◆ **Задания**
(1) Определите, соответствуют ли тексту о Кановиче утверждения (а), (б) и (в). На каждое ответьте «да» или «нет» и приведите точную цитату из текста, которая это решает.
(а) В финале романа человек в ермолке с булавкой становится жертвой самих евреев, а не антисемитов.
(б) Шахна, сын каменотеса Эфраима, был бродячим актером.
(в) Выражение «меж двух миров» принадлежит Перецу.
(2) Перепишите часть текста о Кановиче между словами «В этом заключительном» и «а самих евреев!» включительно, подставив «погромщиков» вместо «антисемитов».
(3) Перечислите все произведения Кановича, названия которых приведены в тексте о Кановиче.

◆ **Текстовый фрагмент**
*****
Канович, как и Перец, подробно описывает тяжелое положение евреев в Российской империи, но при этом его герои – как и герои Переца – также задают «неудобные» вопросы о высшем смысле такого существования. Человек в ермолке с булавкой является в местечко не для избавления евреев от угнетения, а для того, чтобы открыть им, ценой собственной жизни, их подлинную, далеко не праведную и не святую, сущность. Он становится жертвой погрома, представленного как пародия на Страшный суд:

Осанна им, осанна долгожданному суду и возмездию! Осанна погрому!.. И не важно, над кем его учинят – над колдуном или бродягой, над посланцем неба или ада, над христианином или евреем. Пинков! Крови! Стонов! Униженная, трепещущая весь год, всю жизнь перед каким-нибудь уездным Нуйкиным, склоняющая с утра до вечера перед каким-нибудь местечковым урядником или лесоторговцем выю, толпа получила наконец сладостную, ни с чем не сравнимую возможность возвыситься над собственным трепетом, над собственным дерьмом, над собственным трусливым унижением. […] Ей, толпе, нужны сейчас не вилы, не лопаты, не хлеб, не соль, не ложь, не правда, а виновный!.. Осанна виновному, осанна!

В этом заключительном эпизоде романа ситуация притчи Переца переворачивается с ног на голову, и человек в ермолке с булавкой оказывается жертвой не антисемитов, а самих евреев!

Самые сложные – как в человеческом, так и художественном отношении – персонажи Кановича существуют, по выражению Ан-ского, «меж двух миров» – между живыми и мертвыми, евреями и христианами, революционерами и охранителями старого режима. Это могильщик Иосиф и его воспитанник Даниил, выкрест-трубочист Юдл-Юргис из романа «Свечи на ветру», каменотес Эфраим и его сыновья – революционер-террорист Гирш, жандармский переводчик Шахна и бродячий актер Эзра из «Козленка за два гроша», виленский адвокат Мирон Дорский, превратившийся из местечкового мальчика Мейлаха в обрусевшего поляка («И нет рабам рая») и проделавший мучительное возвращение к своему прошлому, подлинному «я», и сионистка Элишева, готовящаяся к сельской жизни в Палестине на литовском хуторе («Очарованье сатаны»).

Через конфликт противоположностей в этих характерах реализуется художественный замысел Кановича – изображение жизни как длящегося морального выбора, где память играет решающую роль. В этом сплетении психологии и моральной философии прошлое сближается с настоящим, и каждая ситуация предстает одновременно в двух ипостасях, как историческая и актуально-современная.
*****
◆ **Записи набора данных**
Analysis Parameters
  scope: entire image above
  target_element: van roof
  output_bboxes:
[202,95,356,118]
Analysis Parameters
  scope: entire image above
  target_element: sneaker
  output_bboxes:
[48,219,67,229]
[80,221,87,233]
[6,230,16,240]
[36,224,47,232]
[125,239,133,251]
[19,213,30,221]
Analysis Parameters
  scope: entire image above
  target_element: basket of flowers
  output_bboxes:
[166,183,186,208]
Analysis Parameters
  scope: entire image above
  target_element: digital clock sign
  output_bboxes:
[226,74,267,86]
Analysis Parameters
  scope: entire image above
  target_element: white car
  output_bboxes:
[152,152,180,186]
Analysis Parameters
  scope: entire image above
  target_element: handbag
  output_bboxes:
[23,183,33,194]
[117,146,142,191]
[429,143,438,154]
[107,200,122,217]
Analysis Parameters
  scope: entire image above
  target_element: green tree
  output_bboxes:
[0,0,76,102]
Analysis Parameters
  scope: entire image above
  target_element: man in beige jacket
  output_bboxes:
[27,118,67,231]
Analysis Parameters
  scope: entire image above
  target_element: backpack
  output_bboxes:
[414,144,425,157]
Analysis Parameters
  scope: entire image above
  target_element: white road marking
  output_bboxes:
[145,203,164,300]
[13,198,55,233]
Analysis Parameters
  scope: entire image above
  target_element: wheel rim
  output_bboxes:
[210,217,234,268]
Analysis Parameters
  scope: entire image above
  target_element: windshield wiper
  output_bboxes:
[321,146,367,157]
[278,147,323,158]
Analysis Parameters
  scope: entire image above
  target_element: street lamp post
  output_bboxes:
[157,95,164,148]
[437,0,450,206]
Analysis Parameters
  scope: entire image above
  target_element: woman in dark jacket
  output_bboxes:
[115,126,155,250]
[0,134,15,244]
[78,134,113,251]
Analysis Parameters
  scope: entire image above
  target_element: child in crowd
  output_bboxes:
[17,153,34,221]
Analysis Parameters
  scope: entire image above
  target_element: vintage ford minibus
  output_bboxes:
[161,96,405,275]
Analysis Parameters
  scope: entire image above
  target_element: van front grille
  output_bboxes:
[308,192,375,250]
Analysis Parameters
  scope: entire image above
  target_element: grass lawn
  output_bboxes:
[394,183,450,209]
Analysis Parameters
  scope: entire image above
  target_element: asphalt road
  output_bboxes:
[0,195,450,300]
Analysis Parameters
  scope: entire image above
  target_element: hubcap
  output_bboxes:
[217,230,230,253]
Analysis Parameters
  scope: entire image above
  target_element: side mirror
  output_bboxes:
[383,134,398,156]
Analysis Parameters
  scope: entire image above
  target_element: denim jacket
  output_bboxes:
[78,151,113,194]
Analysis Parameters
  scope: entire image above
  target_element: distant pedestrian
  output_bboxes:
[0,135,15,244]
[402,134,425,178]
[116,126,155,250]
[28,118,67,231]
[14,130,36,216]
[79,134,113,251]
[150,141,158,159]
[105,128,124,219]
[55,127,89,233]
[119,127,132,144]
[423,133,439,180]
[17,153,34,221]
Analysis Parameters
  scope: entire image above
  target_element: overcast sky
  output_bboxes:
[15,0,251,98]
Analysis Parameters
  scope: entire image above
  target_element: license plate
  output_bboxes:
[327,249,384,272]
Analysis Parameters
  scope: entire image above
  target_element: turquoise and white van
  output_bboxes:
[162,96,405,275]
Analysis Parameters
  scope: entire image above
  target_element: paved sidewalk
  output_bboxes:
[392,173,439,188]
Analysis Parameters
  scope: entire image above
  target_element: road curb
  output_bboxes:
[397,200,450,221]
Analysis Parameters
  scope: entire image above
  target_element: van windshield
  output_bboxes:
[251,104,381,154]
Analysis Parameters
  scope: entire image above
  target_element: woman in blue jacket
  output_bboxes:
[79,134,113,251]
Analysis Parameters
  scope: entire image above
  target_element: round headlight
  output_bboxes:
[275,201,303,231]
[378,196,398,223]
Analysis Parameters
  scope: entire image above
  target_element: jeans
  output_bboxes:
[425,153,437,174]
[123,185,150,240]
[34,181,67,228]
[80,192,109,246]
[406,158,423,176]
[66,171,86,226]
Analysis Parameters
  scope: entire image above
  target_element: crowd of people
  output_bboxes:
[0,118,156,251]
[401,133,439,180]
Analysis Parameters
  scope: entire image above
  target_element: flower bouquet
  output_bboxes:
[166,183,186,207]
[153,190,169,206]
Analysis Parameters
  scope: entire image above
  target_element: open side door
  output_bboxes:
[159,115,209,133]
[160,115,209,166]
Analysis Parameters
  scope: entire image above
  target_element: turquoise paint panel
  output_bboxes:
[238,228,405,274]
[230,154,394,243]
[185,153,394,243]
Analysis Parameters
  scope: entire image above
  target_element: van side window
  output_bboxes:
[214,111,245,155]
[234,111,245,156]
*****
◆ **Итоговые ответы**
(1)
(а) Да: «человек в ермолке с булавкой оказывается жертвой не антисемитов, а самих евреев!»
(б) Нет: «жандармский переводчик Шахна и бродячий актер Эзра».
(в) Нет: «по выражению Ан-ского, «меж двух миров»».

(2)
В этом заключительном эпизоде романа ситуация притчи Переца переворачивается с ног на голову, и человек в ермолке с булавкой оказывается жертвой не погромщиков, а самих евреев!

(3) «Свечи на ветру», «Козленок за два гроша», «И нет рабам рая», «Очарованье сатаны».